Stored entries
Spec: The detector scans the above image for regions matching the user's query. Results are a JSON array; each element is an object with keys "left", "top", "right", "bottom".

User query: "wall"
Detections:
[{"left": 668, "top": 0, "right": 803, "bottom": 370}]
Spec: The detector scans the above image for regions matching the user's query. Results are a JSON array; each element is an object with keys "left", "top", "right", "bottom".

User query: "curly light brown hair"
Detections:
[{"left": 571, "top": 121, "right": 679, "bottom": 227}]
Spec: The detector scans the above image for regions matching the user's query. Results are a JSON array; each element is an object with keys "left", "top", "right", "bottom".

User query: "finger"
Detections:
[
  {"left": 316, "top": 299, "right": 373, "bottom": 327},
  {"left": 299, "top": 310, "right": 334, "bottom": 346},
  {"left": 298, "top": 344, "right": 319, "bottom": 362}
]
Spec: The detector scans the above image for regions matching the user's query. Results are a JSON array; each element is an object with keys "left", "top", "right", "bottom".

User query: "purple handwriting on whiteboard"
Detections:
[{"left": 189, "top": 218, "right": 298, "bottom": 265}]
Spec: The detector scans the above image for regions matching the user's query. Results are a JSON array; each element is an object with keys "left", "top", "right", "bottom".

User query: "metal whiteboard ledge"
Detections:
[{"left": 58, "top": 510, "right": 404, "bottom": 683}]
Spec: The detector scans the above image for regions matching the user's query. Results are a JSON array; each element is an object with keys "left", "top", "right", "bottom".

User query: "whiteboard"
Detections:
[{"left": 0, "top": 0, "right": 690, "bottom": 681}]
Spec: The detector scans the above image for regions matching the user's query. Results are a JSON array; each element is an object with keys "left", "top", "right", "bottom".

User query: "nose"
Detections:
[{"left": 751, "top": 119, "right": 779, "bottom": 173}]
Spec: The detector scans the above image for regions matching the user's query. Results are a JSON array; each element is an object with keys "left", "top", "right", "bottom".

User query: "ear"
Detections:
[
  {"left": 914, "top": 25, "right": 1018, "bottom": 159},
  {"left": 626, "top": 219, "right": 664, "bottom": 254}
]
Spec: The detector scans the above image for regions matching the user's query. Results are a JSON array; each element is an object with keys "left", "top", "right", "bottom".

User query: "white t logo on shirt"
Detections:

## GOAL
Please pick out every line above that contains the word "whiteboard", matching case exactly, and copy each one.

## SOLUTION TO THIS PROBLEM
User query: "purple handwriting on whiteboard"
User query: "metal whiteboard ledge"
User query: "whiteboard"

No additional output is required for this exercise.